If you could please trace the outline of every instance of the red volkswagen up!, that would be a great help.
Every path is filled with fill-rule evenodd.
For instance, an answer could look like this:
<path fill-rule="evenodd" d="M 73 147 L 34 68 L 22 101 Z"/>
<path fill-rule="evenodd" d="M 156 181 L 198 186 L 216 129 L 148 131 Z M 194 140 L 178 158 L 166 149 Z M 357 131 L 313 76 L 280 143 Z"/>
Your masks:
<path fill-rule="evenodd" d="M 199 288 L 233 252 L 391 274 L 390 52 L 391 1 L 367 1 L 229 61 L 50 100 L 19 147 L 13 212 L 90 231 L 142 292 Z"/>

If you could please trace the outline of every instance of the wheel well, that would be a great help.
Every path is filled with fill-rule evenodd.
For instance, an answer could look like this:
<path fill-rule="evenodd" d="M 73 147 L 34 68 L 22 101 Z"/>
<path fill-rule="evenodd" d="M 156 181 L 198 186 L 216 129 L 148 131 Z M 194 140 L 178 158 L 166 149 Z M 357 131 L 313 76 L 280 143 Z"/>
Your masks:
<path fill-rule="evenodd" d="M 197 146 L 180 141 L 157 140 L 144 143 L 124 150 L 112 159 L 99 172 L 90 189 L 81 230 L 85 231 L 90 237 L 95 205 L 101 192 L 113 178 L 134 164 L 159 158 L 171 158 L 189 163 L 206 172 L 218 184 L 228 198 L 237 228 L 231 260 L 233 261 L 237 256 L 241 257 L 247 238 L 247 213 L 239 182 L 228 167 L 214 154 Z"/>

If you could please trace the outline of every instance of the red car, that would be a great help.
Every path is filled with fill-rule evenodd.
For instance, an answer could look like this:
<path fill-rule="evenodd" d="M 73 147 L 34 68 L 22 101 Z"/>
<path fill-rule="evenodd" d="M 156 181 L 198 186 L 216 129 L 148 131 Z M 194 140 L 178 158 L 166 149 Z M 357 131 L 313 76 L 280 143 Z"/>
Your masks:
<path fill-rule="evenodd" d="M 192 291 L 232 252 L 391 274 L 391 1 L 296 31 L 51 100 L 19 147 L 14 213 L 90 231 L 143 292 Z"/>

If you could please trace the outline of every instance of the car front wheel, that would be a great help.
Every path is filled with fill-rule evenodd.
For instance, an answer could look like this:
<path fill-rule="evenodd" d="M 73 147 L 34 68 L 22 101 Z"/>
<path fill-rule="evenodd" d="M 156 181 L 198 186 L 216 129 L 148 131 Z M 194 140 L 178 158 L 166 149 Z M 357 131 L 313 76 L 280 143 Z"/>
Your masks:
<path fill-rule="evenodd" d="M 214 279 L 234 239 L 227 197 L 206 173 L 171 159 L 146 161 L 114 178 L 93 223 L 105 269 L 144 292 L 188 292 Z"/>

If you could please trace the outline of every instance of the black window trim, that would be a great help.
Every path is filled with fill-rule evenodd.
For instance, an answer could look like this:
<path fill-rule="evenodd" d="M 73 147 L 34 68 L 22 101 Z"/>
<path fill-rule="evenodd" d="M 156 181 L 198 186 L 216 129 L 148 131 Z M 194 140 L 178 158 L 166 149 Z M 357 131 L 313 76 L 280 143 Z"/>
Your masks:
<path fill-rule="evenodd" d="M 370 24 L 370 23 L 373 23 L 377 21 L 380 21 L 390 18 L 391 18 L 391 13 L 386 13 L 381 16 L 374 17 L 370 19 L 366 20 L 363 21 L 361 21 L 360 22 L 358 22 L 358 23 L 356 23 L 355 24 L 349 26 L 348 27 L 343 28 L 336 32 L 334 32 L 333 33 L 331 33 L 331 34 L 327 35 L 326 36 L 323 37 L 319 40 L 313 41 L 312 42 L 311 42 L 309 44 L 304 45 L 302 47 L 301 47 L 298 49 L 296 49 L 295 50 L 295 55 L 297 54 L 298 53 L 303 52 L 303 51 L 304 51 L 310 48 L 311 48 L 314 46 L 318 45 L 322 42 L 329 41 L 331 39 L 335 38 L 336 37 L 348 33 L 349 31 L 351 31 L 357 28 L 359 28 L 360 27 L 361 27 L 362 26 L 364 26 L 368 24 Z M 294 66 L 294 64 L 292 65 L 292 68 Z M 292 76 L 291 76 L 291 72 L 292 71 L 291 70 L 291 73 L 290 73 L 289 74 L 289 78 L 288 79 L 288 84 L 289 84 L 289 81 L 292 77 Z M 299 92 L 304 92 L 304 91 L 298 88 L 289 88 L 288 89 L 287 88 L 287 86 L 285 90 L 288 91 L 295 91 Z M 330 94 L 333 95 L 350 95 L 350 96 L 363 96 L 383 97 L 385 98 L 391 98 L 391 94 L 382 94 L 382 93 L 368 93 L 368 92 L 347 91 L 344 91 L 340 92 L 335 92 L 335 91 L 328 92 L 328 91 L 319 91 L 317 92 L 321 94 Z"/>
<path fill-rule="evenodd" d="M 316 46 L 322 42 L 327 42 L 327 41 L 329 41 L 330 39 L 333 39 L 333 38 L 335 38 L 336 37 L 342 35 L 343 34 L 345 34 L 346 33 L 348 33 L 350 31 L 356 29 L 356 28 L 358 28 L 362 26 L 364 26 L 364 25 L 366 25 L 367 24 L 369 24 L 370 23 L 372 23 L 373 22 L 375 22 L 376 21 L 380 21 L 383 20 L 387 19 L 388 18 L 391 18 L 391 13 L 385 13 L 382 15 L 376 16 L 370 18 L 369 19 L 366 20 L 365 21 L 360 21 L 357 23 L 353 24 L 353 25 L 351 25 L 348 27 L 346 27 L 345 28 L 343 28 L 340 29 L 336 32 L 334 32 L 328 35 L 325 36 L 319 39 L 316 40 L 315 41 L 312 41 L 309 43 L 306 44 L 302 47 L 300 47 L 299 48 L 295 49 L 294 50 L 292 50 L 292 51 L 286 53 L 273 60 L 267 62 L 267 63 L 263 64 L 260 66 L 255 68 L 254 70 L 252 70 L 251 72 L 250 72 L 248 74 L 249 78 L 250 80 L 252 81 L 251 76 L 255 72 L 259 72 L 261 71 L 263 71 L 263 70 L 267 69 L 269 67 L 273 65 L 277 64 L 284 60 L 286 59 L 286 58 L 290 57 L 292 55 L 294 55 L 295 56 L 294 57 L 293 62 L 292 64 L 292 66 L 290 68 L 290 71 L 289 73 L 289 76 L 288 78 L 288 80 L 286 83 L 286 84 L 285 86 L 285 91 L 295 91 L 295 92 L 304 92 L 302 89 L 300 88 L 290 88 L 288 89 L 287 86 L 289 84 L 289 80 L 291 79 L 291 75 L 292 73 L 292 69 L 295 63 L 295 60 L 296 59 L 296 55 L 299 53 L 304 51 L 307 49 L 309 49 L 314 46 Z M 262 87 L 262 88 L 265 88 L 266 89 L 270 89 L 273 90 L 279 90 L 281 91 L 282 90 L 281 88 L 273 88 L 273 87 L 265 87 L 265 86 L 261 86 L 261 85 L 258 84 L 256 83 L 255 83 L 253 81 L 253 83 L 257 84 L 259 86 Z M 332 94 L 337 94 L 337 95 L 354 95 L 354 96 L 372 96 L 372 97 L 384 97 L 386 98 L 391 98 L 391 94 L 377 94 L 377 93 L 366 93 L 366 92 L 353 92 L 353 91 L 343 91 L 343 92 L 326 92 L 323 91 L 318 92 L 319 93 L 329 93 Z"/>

== Aim ==
Rewrite all the records, putting "very useful" wherever "a great help" appears and keeping everything else the same.

== Response to the task ==
If you could please trace the outline of every instance of the red volkswagen up!, that would be very useful.
Every path is filled with fill-rule evenodd.
For instance, an answer could look like this:
<path fill-rule="evenodd" d="M 73 147 L 34 68 L 22 101 Z"/>
<path fill-rule="evenodd" d="M 156 181 L 198 186 L 216 129 L 148 131 Z M 194 140 L 178 158 L 166 149 Z M 357 131 L 313 76 L 280 143 Z"/>
Your masks:
<path fill-rule="evenodd" d="M 199 288 L 233 252 L 391 274 L 390 52 L 391 1 L 367 1 L 229 61 L 50 100 L 19 147 L 13 212 L 90 231 L 142 292 Z"/>

If you could please trace the outline of every instance of the wheel well, that would be very useful.
Every path is filled with fill-rule evenodd.
For instance, an answer could look like this:
<path fill-rule="evenodd" d="M 73 147 L 34 68 L 22 101 Z"/>
<path fill-rule="evenodd" d="M 156 181 L 198 186 L 216 129 L 148 131 Z M 194 140 L 178 158 L 166 149 Z M 357 131 L 313 76 L 280 143 Z"/>
Your masks:
<path fill-rule="evenodd" d="M 197 146 L 180 141 L 157 140 L 144 143 L 124 150 L 112 159 L 99 172 L 90 189 L 81 230 L 85 231 L 90 237 L 95 205 L 101 192 L 113 178 L 134 164 L 159 158 L 171 158 L 189 163 L 206 172 L 218 184 L 228 198 L 237 228 L 231 260 L 233 261 L 237 256 L 241 257 L 247 238 L 247 213 L 239 182 L 228 167 L 214 154 Z"/>

If you could please trace the outline of every instance of the red car, that would be very useful.
Every path is filled with fill-rule evenodd.
For instance, an answer could look like this:
<path fill-rule="evenodd" d="M 73 147 L 34 68 L 22 101 Z"/>
<path fill-rule="evenodd" d="M 156 181 L 198 186 L 216 129 L 148 131 Z M 194 140 L 178 158 L 166 149 Z M 357 131 L 313 76 L 280 143 Z"/>
Your masks:
<path fill-rule="evenodd" d="M 192 291 L 232 252 L 391 274 L 391 1 L 296 31 L 51 100 L 19 147 L 14 213 L 90 231 L 143 292 Z"/>

If you could please trace the outline of every instance of the car front wheel, that would be very useful.
Every path is filled with fill-rule evenodd.
For instance, an answer could look like this:
<path fill-rule="evenodd" d="M 73 147 L 34 68 L 22 101 Z"/>
<path fill-rule="evenodd" d="M 156 181 L 198 186 L 216 129 L 148 131 Z M 194 140 L 178 158 L 166 149 Z M 357 131 L 313 76 L 280 143 Z"/>
Your masks:
<path fill-rule="evenodd" d="M 214 279 L 234 239 L 227 197 L 206 173 L 171 159 L 146 161 L 114 178 L 93 223 L 105 269 L 144 292 L 188 292 Z"/>

If you could please trace the outline of every instance of the black window trim, that would be very useful.
Every path is filled with fill-rule evenodd.
For instance, an answer could look like this:
<path fill-rule="evenodd" d="M 73 147 L 34 68 L 22 101 Z"/>
<path fill-rule="evenodd" d="M 156 181 L 198 186 L 216 129 L 148 131 Z M 194 140 L 178 158 L 166 149 Z M 357 131 L 313 76 L 280 143 Z"/>
Your masks:
<path fill-rule="evenodd" d="M 370 24 L 370 23 L 373 23 L 377 21 L 380 21 L 390 18 L 391 18 L 391 13 L 386 13 L 381 16 L 374 17 L 370 19 L 366 20 L 363 21 L 361 21 L 360 22 L 358 22 L 358 23 L 356 23 L 355 24 L 349 26 L 348 27 L 343 28 L 336 32 L 334 32 L 333 33 L 331 33 L 331 34 L 327 35 L 326 36 L 323 37 L 319 40 L 313 41 L 312 42 L 311 42 L 309 44 L 304 45 L 302 47 L 301 47 L 298 49 L 296 49 L 295 50 L 295 55 L 297 54 L 298 53 L 303 52 L 303 51 L 304 51 L 310 48 L 311 48 L 314 46 L 318 45 L 322 42 L 329 41 L 331 39 L 335 38 L 336 37 L 348 33 L 349 31 L 351 31 L 357 28 L 359 28 L 360 27 L 361 27 L 362 26 L 364 26 L 368 24 Z M 294 66 L 294 64 L 292 65 L 292 68 Z M 292 76 L 291 76 L 291 72 L 292 71 L 291 70 L 291 73 L 290 73 L 289 74 L 289 78 L 288 79 L 288 84 L 289 84 L 289 81 L 292 77 Z M 299 92 L 304 92 L 304 91 L 298 88 L 289 88 L 288 89 L 287 88 L 287 86 L 285 90 L 288 91 L 295 91 Z M 330 94 L 333 95 L 350 95 L 350 96 L 363 96 L 383 97 L 385 98 L 391 98 L 391 94 L 382 94 L 382 93 L 368 93 L 368 92 L 347 91 L 344 91 L 340 92 L 335 92 L 335 91 L 328 92 L 328 91 L 319 91 L 317 92 L 321 94 Z"/>
<path fill-rule="evenodd" d="M 316 46 L 322 42 L 327 42 L 327 41 L 329 41 L 330 39 L 333 39 L 333 38 L 335 38 L 336 37 L 342 35 L 343 34 L 345 34 L 346 33 L 348 33 L 350 31 L 356 29 L 356 28 L 358 28 L 362 26 L 364 26 L 364 25 L 366 25 L 367 24 L 369 24 L 370 23 L 372 23 L 373 22 L 375 22 L 376 21 L 380 21 L 383 20 L 387 19 L 388 18 L 391 18 L 391 13 L 385 13 L 382 15 L 376 16 L 370 18 L 369 19 L 366 20 L 365 21 L 360 21 L 357 23 L 353 24 L 353 25 L 351 25 L 348 27 L 346 27 L 345 28 L 343 28 L 340 29 L 336 32 L 334 32 L 328 35 L 325 36 L 319 39 L 316 40 L 315 41 L 312 41 L 309 43 L 306 44 L 302 47 L 300 47 L 299 48 L 295 49 L 294 50 L 292 50 L 292 51 L 286 53 L 273 60 L 267 62 L 267 63 L 263 64 L 260 66 L 255 68 L 254 70 L 252 70 L 251 72 L 250 72 L 248 74 L 249 78 L 250 80 L 252 81 L 251 76 L 255 72 L 259 72 L 261 71 L 263 71 L 263 70 L 267 69 L 269 67 L 273 65 L 277 64 L 284 60 L 286 59 L 286 58 L 290 57 L 292 55 L 294 55 L 295 56 L 294 57 L 293 62 L 292 64 L 292 66 L 290 68 L 290 71 L 289 73 L 289 76 L 288 78 L 288 80 L 286 83 L 286 84 L 285 86 L 285 91 L 295 91 L 295 92 L 304 92 L 302 89 L 300 88 L 290 88 L 288 89 L 287 86 L 289 84 L 289 80 L 291 79 L 291 75 L 292 73 L 292 69 L 295 63 L 295 60 L 296 59 L 296 55 L 299 53 L 304 51 L 307 49 L 309 49 L 314 46 Z M 262 87 L 262 88 L 265 88 L 266 89 L 270 89 L 273 90 L 279 90 L 281 91 L 282 90 L 281 88 L 273 88 L 273 87 L 265 87 L 265 86 L 261 86 L 261 85 L 258 84 L 256 83 L 255 83 L 253 81 L 253 83 L 257 84 L 259 86 Z M 332 94 L 337 94 L 337 95 L 354 95 L 354 96 L 372 96 L 372 97 L 384 97 L 386 98 L 391 98 L 391 94 L 377 94 L 377 93 L 366 93 L 366 92 L 353 92 L 353 91 L 343 91 L 343 92 L 326 92 L 323 91 L 318 92 L 319 93 L 329 93 Z"/>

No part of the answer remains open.